What is being asked - Each line below must be transcribed exactly, and no picture may appear in the transcription.

Dataset entries
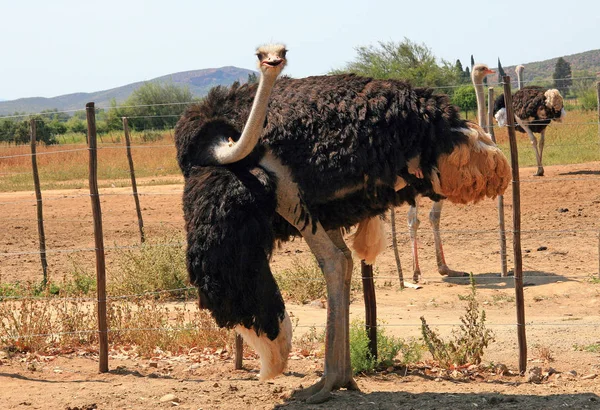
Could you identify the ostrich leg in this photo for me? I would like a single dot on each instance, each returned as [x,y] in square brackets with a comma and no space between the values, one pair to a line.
[434,218]
[413,226]
[538,156]
[542,140]
[335,260]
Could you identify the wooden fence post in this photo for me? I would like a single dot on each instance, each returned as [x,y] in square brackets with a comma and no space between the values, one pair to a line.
[598,99]
[98,238]
[239,351]
[38,197]
[514,156]
[133,182]
[395,247]
[501,223]
[370,306]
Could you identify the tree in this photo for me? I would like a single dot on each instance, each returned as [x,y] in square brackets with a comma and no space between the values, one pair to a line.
[465,98]
[463,75]
[405,60]
[562,76]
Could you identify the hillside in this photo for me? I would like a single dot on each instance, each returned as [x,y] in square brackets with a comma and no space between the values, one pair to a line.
[541,71]
[198,81]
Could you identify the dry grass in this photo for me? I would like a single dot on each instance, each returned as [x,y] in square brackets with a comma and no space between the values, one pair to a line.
[66,165]
[31,324]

Task solution -
Could you identify the ostrich leg in this photo for me? I would like a single dot on each instance, each returned as [x,y] in square brackets with a comma and no space between the values, one pair to a line.
[434,218]
[413,226]
[538,156]
[542,140]
[335,260]
Could you identify the wooden fence post in this photo for me? I would like a single dot on each instance, each returned as [x,y] in square brackets with a comma and no space between the values, one pair to a line.
[598,99]
[98,238]
[239,351]
[38,197]
[514,156]
[133,182]
[395,247]
[501,223]
[370,306]
Could you identify the tree in this photo for me? I would like a single dot on each instance, each returned as [x,y] in square brackets with a comma and no space between the values, one pair to a line.
[465,98]
[463,75]
[405,60]
[562,76]
Could you identify the hillside in this photo for me? I would like a single dot on each instance, each returned as [x,y] in square brackets with a comma and no space between the values, one pair to a line.
[541,71]
[198,81]
Could you identify the dry grass in this photo for me? I would like a single dot on each instance, each returned as [x,y] in square brackets with a comma and no space between the values, one pair to a line.
[66,165]
[31,324]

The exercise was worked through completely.